Written instruction:
Using the records below, copy out exactly the line that contains "I would be grateful if you could mark the ceiling air" and every line that follows it, up to and including the last, and no others.

[Records shown start]

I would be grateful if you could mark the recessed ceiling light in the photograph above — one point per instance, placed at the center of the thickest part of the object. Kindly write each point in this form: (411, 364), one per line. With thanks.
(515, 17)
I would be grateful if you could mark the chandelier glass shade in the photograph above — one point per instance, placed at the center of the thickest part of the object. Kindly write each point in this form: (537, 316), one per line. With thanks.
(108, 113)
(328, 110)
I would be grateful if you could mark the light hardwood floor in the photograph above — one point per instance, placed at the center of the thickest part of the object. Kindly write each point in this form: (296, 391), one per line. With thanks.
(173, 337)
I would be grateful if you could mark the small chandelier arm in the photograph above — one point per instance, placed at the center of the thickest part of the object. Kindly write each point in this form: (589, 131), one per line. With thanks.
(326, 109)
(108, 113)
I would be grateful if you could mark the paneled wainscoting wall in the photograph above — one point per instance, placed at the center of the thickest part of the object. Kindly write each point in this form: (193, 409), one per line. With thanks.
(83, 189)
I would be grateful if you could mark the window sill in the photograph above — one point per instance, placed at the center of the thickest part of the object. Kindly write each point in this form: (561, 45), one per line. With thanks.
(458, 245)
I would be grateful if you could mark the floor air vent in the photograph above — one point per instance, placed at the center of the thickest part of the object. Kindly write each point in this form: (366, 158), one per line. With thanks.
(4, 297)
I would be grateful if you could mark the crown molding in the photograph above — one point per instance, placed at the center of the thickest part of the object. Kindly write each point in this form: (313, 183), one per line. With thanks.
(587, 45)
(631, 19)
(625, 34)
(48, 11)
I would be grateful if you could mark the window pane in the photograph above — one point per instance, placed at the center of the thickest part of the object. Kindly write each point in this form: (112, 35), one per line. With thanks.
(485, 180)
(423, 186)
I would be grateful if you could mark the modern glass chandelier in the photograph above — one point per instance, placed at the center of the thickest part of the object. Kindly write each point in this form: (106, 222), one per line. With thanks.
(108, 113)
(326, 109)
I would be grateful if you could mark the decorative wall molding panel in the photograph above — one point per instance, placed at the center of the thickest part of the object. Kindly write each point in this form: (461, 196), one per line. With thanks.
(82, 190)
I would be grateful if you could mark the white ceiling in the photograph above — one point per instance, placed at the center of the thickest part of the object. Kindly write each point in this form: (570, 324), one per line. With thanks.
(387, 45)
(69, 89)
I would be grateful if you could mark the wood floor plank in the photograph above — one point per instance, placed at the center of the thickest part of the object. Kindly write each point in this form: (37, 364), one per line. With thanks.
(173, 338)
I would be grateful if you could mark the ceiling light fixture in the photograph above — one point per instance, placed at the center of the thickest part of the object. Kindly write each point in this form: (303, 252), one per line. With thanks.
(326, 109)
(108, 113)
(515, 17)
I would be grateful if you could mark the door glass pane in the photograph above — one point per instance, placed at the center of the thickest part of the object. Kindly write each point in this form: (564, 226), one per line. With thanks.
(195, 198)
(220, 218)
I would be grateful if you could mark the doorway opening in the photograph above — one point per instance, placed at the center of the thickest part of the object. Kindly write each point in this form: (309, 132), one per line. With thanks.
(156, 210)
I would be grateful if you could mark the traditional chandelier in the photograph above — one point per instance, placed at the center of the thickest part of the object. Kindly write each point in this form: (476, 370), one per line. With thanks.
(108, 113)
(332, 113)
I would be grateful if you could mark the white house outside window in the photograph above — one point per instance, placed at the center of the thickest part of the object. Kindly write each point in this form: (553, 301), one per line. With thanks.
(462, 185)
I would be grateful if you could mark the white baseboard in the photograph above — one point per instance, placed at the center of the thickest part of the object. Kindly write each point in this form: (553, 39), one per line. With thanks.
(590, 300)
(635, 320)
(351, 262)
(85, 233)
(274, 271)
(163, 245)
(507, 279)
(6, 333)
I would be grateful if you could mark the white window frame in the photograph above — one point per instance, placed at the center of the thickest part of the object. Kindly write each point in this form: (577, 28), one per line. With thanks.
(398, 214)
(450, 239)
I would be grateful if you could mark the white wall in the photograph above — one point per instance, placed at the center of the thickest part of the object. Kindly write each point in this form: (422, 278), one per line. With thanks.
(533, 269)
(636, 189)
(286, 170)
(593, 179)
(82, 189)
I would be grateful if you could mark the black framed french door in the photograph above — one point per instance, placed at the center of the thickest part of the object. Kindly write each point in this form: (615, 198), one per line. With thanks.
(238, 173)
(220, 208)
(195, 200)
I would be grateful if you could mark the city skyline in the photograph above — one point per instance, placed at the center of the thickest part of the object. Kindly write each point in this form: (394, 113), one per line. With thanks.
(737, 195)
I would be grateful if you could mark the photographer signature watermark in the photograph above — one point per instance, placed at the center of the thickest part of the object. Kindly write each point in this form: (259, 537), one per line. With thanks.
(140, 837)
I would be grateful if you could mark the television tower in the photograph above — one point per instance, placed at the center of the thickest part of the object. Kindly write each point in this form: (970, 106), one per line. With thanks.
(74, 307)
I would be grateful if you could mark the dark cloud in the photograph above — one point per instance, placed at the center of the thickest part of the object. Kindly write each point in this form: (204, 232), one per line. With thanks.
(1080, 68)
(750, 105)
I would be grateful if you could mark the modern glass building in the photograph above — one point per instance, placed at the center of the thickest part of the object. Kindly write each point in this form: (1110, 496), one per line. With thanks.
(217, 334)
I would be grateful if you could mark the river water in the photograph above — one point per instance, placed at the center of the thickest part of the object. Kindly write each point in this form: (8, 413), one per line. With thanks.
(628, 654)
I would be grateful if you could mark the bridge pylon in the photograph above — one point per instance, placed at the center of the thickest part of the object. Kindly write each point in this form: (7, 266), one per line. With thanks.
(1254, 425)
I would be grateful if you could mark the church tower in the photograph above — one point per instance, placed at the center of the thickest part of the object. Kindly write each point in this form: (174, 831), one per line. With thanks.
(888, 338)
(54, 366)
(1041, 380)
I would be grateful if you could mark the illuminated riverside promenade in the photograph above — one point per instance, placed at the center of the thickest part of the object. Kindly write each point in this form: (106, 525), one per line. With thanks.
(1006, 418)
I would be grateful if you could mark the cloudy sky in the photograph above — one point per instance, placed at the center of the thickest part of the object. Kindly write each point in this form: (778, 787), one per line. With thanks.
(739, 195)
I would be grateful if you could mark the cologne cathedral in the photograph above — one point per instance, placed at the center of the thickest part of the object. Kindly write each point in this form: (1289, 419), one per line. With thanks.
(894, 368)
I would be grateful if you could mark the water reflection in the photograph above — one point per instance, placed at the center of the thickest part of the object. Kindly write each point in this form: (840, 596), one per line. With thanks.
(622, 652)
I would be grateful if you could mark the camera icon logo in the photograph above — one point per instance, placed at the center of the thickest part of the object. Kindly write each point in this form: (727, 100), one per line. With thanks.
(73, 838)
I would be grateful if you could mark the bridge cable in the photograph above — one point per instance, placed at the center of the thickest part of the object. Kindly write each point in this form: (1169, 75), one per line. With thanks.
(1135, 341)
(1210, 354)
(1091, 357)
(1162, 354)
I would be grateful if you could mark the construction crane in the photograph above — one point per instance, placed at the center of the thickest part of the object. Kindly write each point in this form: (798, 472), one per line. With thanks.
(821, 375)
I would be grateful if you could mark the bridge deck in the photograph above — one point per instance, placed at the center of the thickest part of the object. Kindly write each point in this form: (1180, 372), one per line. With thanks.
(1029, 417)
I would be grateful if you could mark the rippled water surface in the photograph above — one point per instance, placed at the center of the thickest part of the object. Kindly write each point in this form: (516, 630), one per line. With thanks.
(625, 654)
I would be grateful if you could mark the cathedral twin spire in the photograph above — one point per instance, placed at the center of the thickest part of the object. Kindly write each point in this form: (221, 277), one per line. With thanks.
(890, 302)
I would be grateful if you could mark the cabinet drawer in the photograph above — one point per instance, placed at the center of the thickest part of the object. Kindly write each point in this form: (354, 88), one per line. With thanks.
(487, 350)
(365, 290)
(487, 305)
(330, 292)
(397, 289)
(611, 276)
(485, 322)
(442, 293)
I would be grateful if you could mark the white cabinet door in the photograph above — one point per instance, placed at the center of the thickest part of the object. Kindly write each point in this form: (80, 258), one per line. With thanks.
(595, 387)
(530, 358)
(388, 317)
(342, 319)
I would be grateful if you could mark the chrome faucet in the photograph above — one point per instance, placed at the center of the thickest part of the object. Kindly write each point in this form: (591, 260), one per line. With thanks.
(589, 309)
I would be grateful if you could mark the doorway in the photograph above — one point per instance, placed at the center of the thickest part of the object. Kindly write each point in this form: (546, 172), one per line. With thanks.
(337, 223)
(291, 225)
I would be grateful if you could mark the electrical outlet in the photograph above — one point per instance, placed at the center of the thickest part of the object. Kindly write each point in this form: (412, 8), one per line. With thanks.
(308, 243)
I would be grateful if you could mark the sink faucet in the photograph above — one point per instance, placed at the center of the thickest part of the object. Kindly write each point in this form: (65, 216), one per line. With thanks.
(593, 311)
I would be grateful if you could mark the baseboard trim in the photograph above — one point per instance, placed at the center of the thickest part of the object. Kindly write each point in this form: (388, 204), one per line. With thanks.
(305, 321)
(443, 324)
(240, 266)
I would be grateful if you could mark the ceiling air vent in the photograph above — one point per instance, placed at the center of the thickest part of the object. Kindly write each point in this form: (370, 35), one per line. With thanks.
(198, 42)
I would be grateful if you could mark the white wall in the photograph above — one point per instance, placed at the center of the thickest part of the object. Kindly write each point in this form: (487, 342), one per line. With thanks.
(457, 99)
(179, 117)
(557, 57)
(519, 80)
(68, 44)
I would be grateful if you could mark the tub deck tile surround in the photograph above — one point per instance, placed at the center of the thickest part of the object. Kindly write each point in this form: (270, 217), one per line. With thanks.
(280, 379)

[Records shown end]

Solution to this problem:
I would be grateful if you could mark the ceiling air vent in the photograph above — one point per instance, placed at the center of the thickest part of the object. Kindly write each point in this form: (370, 35), one per line. With thanks.
(198, 42)
I would be grateful if you could mark the white wall in the photograph above — one point per instance, placed at the center of the thickest part of the object. Kindly write each point in this form: (487, 342), one per line. With thanks.
(457, 99)
(179, 117)
(557, 57)
(519, 80)
(68, 44)
I would be grateful if you could mark the tub deck tile surround in the photograph above — one point per instance, placed at the center of the thickest part of the object. Kindly write each point in this form: (270, 217), one per line. With thanks.
(280, 379)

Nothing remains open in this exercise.